Dataset excerpt
## begin

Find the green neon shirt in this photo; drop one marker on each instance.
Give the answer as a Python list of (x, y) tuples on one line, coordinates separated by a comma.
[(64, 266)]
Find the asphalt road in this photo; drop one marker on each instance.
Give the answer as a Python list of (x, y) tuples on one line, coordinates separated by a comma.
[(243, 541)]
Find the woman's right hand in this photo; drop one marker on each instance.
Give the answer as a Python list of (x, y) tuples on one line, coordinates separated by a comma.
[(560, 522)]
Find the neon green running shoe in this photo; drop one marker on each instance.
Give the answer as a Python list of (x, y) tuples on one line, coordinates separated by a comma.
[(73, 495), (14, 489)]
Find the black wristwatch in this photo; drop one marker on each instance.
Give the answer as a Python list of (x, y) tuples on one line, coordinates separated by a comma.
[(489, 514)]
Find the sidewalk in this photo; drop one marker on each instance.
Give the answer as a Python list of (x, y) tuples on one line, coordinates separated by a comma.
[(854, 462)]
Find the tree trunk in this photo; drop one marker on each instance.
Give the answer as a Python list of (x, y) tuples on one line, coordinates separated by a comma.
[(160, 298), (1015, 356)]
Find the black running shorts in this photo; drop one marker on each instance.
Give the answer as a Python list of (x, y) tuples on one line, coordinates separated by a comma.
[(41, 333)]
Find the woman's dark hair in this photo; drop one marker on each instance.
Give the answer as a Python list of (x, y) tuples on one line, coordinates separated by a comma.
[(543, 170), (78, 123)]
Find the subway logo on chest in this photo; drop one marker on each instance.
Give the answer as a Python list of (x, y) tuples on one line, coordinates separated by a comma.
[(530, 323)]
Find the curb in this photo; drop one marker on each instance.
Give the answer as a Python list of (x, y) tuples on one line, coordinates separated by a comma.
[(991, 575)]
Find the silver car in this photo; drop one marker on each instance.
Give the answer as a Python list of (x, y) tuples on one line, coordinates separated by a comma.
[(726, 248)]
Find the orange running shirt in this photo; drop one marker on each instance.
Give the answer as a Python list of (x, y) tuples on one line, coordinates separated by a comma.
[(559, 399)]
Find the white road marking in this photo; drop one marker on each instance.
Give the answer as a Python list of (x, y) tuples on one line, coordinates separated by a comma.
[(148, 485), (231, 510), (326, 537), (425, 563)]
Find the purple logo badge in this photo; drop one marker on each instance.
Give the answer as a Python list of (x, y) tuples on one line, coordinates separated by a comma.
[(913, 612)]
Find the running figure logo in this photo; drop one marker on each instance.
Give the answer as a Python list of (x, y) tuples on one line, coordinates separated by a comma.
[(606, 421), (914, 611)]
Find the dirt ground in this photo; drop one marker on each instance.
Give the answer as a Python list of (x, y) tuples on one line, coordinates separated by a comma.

## end

=== TASK INSTRUCTIONS ===
Reproduce, without alteration, the stretch of lines from the line containing "Find the woman's right" through the line containing "[(991, 575)]", including both of those lines.

=== FINAL RESULT ===
Find the woman's right hand in this photo; drop one marker on each instance.
Give the answer as a Python list of (x, y) tuples on one line, coordinates separated by a comma.
[(560, 522)]
Find the neon green running shoe in this photo; drop one marker on each instance.
Give the answer as a Python list of (x, y) tuples on one line, coordinates separated by a comma.
[(73, 495), (14, 489)]
Find the black wristwatch in this photo; drop one marker on each instance.
Give the answer as a Python list of (x, y) tuples on one line, coordinates separated by a comma.
[(489, 514)]
Find the sidewalk in this photo; drop one marker on each instance.
Give the answer as a Python list of (x, y) tuples on one line, coordinates separated by a comma.
[(854, 462)]
Find the tree trunk in this photo; drop one marker on each instance.
Give the answer as a Python list of (x, y) tuples on one line, coordinates separated by a comma.
[(160, 298), (1015, 356)]
Find the black running shorts in this photo; drop one marker on each instance.
Give the answer as a Python list of (x, y) tuples on one line, coordinates separated by a comma.
[(41, 333)]
Find the woman's dark hair in this photo; drop one marker on each instance.
Give the answer as a Python list of (x, y) tuples on one line, coordinates separated by a comma.
[(543, 170), (78, 123)]
Find the subway logo on chest in this photo; drop one marker on each instance.
Give the answer as a Python list of (x, y) tuples on one line, coordinates separated by a comma.
[(530, 323)]
Find the curb in this photo; drop one marker on each instance.
Give the answer as a Python list of (x, y) tuples on one line, coordinates separated by a comma.
[(991, 575)]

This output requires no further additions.